## REQUIREMENT
In the items below, pick out every line that contains the string "person" and copy each one.

=== EXTRACTED MATERIAL ===

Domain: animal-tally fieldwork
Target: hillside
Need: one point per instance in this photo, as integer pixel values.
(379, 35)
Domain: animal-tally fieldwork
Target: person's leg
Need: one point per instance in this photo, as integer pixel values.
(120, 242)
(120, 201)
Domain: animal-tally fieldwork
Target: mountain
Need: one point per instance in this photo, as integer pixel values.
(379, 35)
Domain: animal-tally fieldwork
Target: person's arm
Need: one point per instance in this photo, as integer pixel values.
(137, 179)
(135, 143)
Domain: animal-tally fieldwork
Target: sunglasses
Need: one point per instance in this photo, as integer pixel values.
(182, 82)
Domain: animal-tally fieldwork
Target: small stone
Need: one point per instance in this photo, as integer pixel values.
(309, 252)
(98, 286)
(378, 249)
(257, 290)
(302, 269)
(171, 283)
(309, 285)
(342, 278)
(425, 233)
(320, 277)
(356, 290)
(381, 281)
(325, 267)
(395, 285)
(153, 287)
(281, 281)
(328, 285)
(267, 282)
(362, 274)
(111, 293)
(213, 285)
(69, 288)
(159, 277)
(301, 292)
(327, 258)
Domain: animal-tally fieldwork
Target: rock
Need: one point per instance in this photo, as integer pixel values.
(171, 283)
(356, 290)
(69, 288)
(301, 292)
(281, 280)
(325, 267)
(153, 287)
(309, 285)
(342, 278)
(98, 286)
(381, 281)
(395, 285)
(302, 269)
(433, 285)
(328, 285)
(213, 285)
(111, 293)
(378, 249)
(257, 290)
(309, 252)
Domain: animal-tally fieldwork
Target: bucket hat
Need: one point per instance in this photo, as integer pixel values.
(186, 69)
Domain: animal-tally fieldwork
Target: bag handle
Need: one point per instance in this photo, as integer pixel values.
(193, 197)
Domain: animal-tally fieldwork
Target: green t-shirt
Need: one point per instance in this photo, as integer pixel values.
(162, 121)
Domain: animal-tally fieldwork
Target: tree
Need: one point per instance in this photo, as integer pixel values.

===

## CORRECT RESULT
Target: person's leg
Target: person's arm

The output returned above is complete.